EXERCISE GOAL: Substitute "with a point" for "with a dot" everywhere it occurs in the records below. Then write the records out again with nothing else altered.
begin DATASET ENTRIES
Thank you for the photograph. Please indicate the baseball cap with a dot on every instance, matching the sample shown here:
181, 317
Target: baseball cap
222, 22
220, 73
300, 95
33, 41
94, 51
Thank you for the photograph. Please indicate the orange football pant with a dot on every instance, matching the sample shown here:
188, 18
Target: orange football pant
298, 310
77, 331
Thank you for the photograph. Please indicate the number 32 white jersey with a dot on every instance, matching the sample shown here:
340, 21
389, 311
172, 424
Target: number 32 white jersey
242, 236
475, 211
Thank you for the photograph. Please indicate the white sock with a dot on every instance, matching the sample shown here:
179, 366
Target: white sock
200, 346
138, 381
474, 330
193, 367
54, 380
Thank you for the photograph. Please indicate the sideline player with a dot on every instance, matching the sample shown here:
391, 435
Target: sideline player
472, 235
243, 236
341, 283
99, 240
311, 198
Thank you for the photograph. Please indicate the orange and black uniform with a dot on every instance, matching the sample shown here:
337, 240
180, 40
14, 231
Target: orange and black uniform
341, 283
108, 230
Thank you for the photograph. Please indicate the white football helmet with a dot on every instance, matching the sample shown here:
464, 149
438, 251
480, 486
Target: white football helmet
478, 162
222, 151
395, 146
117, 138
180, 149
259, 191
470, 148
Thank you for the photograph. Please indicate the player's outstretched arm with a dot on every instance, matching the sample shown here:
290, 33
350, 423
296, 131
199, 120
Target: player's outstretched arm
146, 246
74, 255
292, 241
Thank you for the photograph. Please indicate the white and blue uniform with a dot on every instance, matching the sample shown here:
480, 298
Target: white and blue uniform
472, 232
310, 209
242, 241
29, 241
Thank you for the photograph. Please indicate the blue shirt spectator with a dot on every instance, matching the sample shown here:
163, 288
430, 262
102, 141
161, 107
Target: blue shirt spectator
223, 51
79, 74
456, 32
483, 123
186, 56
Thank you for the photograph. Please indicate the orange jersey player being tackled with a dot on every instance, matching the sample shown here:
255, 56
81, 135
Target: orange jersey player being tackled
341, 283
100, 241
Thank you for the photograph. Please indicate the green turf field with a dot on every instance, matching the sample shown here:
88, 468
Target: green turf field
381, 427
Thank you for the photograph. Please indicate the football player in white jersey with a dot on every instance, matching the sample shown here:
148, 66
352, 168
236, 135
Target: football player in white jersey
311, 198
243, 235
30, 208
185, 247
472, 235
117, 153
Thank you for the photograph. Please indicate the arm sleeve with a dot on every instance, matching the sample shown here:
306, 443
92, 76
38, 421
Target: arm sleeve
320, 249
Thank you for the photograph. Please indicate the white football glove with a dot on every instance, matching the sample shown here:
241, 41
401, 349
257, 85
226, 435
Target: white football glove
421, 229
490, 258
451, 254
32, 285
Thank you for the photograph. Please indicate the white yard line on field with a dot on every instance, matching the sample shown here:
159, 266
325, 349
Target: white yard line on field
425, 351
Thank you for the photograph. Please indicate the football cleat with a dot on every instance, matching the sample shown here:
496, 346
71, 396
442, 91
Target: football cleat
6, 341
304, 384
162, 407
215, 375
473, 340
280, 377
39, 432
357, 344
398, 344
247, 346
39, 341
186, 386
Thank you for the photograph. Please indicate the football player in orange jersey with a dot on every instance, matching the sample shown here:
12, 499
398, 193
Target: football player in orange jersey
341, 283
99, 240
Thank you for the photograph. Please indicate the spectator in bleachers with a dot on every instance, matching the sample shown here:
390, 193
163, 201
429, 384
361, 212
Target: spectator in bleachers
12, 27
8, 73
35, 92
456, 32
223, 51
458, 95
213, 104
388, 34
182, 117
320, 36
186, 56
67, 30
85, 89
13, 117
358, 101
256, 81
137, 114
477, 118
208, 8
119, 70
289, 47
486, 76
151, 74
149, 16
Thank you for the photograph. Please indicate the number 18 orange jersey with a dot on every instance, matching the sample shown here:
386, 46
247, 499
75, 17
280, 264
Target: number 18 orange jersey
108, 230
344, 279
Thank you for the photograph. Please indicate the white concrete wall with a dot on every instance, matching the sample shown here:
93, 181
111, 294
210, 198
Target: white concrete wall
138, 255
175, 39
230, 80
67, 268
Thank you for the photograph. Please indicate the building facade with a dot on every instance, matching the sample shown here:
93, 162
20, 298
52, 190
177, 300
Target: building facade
end DATASET ENTRIES
ANSWER TO THE PROBLEM:
Thank you for the photograph. Please indicate the baseball cap with a point on every instance, matching the sample shown here:
181, 317
Target: baseball cap
222, 22
220, 73
300, 95
33, 41
94, 51
Thank you for the photograph. Please indicate the orange football pant with a point on every instance, matching the sample shown here:
188, 18
Target: orange football pant
298, 310
77, 331
Thank you for the photograph. Please indicate the number 32 white jersey with a point on every instance, matching the sample shown here:
340, 21
389, 311
172, 424
Target: number 32 white jersey
242, 236
475, 211
Thank you for the photograph. Please indicate the white sock with a point on every instance, matching the sample shown here:
179, 366
Target: white sock
200, 346
138, 381
474, 330
193, 367
54, 380
Thank you for the photograph. Please indicate the sideline player with a point on every instance, matching the sample shown here:
391, 435
Target: sideline player
472, 235
243, 236
341, 283
99, 240
311, 198
Thank you for the photograph. Please indicate the orange and black uniform with a point on every instance, matching the sample shown here:
337, 240
180, 40
14, 231
Target: orange and black uniform
341, 283
108, 230
Thank you for the photograph. Please indicate the white football helmet with a point on every instance, matching the sample shown here:
464, 149
438, 251
480, 486
Target: white football helmet
478, 162
222, 151
395, 146
117, 138
180, 149
259, 191
470, 148
Thank you for the photograph. Please indicate the player's outstretched arm with a point on every instance, matching the sample shown here:
290, 33
350, 423
296, 131
199, 120
Target: player's outstretched arm
146, 246
74, 255
292, 241
Thank you for the photograph. Please indicate the white and blue uniform with a point on every instance, matching the sample shown here:
480, 298
Target: white and blue uniform
472, 232
310, 209
242, 241
29, 241
Thank you for the photograph. Please indicate the blue shirt spectator with a point on every instance, matching the sample shown here:
163, 288
430, 262
102, 141
161, 107
Target: blue shirt spectator
223, 51
79, 74
456, 32
483, 123
186, 56
Thank you for the photograph. Please indicate the orange jersey player being tackled with a point on every instance, matching the sample shown here:
255, 56
81, 135
Target: orange jersey player being tackled
341, 283
100, 241
Thank you for the photograph. Please indicate the green turf field with a point on every instance, matching the sample shown here:
88, 468
Target: green turf field
381, 427
Thank you for the photograph. Please indicate the football player in white jersey with a point on every instance, matching the sample shown here:
148, 66
352, 168
236, 135
Target: football player in white jersey
311, 198
243, 235
30, 208
185, 247
472, 235
117, 153
Thank you for the photograph. Please indicate the arm sleeve with a point on every instance, matching the sample shown here:
306, 443
92, 76
38, 421
Target: arm sleeve
320, 249
Thank you for the photograph. Please indicate the white football glove with a point on every instance, matching the sample shown here:
241, 41
401, 349
257, 85
226, 435
Target: white football glove
421, 229
490, 258
451, 254
32, 285
Thank you for the photograph. Please indicate the white yard line on field with a point on every instance, matching the sample shown here:
159, 266
325, 349
Target: white yard line on field
425, 351
Thank you for the photograph. Please indicate the football cleat with a point on every instance, matching the sample shown here:
496, 346
71, 396
442, 91
Target: football cleat
6, 341
304, 384
162, 407
215, 375
473, 340
280, 377
39, 432
357, 344
398, 344
247, 346
39, 341
186, 386
Thank you for the photograph. Please indicate the football player in orange jersey with a point on every instance, matching the sample shown here:
12, 499
398, 193
Target: football player in orange jersey
341, 283
99, 240
Thank you for the photograph. Please indicate the spectator in bleachers with a point on every instance, matching the sample shown here:
390, 193
163, 201
429, 384
361, 212
Target: spectator in bleachers
12, 27
8, 73
35, 92
456, 32
223, 51
458, 95
213, 104
388, 34
182, 117
320, 36
186, 56
67, 30
85, 89
13, 117
358, 101
256, 81
137, 114
477, 118
208, 8
119, 70
289, 47
486, 76
151, 74
149, 16
Thank you for the photograph. Please indicate the number 18 orange jersey with a point on every instance, matching the sample shown here:
386, 46
247, 499
75, 17
280, 264
Target: number 18 orange jersey
108, 230
344, 279
Thank you for the photograph. Please indicate the white concrete wall with a point on every instance, matching the sample shown here:
93, 181
111, 294
210, 198
Target: white concrete wall
138, 255
175, 39
230, 80
67, 268
Thank you for the photograph. Please indicate the building facade with a point on every instance, matching the sample shown here:
93, 162
20, 298
52, 190
177, 300
Target: building facade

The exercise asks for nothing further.